Extract provided:

By KNEZ WALKER, JUJU CHANG and ANTHONY RIVAS, ABC News
(NEW YORK) — A Broadway actor and singer who tested positive for the coronavirus over three months ago — and is still experiencing symptoms that threaten his career — said he’s “hopeful” he’ll be able to perform again.
Adam Perry, who most recently starred in the Frozen musical, is part of a group of COVID-19 survivors known as long-haulers. A dancer for 20 years, he described himself as healthy before testing positive for the virus in March. In April, he tested negative, but hallmark symptoms of the virus have persisted to this day.
“I was coughing and I felt tightness in my chest. I was constricted. I was having trouble breathing,” Perry, 39, told ABC News’ Nightline co-anchor Juju Chang. “I just chalked it up to allergies, and then I got extreme fatigue.”
“I had 14 days of symptoms that were very scary, and then after the 14 days, it kind of just went to breathing and coughing only,” he added. “And that almost intensified. It was almost kind of like the fallout from the virus was almost worse than the virus.”
Perry said he still has problems with breathing and coughing, and that these symptoms will go away long enough for him to think he’s recovered before coming back. When he spoke to ABC News on Wednesday, he said he had a little tightness in his chest, but that it is “a better day.”
“What happens is so constricting that you have to, like, physically think to inhale and exhale, and use extra muscles to do it,” he said of his symptoms. “You get really uncomfortable and it’s concerning and scary.”
Perry recently shared a post about his condition on Facebook where he expressed disappointment in the recent surge of COVID-19 cases in the U.S. He said he “wouldn’t wish it on anyone” and that the virus’ effects have been “non-linear, confusing, frustrating and maddening.”
Dr. Darien Sutton, an emergency room doctor and ABC News contributor who hasn’t treated Perry, said he’s been seeing more patients who still have symptoms of the virus up to nine weeks after testing positive.
With the virus still new to the world, he said there are only theories as to what’s causing these issues. Some of them, he said, suggest the immune system is triggering an inflammatory response, which causes people to feel symptoms.
“During the height of the pandemic, we had many people who had this viral pneumonia, and that viral pneumonia was attributable to a lot of immune cells crowding the lungs, causing difficulty breathing,” he said. “We’re probably seeing more of that now in terms of a whole systemic body response where we’re having patients coming in with this confusion, this body ache, this continued shortness of breath, and we’re thinking that possibly could be associated with this chronic inflammatory response.”
Sutton empathized with Perry’s anxiety related to his condition, saying that patients ask him all the time if their symptoms will be permanent.
“I think that’s very much associated with the ideation that it’s really difficult to understand,” he said. “What will the next day look like? Is this my new normal? And if I have to deal with this, how can I rearrange my life to accommodate it? And those things are really frustrating.”
He said he has “tremendous amounts of hope” that Perry will eventually get better.
For his part, Perry said he’s “very concerned” about being able to sing and dance on stage again. In an effort to improve his lung capacity, he said he’s been working out his lungs.
“It’s scary. I mean, I’ve been dancing and singing on Broadway for the past 20 years and, all of a sudden, I just don’t have the capacity that I had anymore. So I’m hopeful for the future that they will get back to normal,” he said.

Study material:
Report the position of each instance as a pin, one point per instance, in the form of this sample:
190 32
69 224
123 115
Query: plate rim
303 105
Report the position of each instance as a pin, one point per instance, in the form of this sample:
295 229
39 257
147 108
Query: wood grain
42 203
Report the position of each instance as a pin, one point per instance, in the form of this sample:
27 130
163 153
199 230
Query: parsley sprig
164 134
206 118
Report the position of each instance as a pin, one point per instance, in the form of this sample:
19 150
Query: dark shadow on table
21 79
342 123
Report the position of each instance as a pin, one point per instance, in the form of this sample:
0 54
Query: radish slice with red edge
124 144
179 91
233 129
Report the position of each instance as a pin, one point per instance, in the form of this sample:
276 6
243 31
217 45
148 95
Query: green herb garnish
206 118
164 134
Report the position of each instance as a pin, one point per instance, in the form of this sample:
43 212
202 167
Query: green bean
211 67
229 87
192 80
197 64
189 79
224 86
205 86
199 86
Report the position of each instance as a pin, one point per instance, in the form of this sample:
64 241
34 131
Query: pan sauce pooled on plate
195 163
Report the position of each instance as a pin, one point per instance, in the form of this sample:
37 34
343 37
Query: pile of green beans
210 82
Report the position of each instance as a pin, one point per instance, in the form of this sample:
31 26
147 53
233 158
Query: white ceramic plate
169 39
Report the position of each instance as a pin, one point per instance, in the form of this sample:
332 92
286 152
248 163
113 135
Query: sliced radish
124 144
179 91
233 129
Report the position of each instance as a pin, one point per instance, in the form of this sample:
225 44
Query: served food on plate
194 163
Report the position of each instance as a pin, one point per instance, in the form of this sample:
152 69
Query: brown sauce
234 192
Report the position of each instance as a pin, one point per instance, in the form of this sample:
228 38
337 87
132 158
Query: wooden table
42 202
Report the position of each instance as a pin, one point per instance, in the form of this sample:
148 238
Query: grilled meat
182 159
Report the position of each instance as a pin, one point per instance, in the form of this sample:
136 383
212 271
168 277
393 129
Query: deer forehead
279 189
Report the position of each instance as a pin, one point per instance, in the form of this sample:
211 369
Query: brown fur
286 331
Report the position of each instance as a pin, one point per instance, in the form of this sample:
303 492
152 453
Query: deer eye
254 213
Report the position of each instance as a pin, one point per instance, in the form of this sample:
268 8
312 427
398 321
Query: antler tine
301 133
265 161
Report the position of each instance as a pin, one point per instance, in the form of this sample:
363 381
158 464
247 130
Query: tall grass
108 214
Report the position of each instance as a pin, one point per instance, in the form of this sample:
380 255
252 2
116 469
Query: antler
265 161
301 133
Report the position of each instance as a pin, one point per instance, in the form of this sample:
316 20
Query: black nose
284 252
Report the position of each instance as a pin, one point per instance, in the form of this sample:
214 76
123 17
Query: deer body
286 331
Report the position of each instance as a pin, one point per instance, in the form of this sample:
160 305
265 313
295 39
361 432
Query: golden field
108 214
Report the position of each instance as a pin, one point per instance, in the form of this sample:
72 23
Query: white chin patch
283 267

Problem to work on: According to the news article about the Broadway performer with lingering COVID-19 symptoms, in which musical did Adam Perry most recently star?

Result of this exercise: Frozen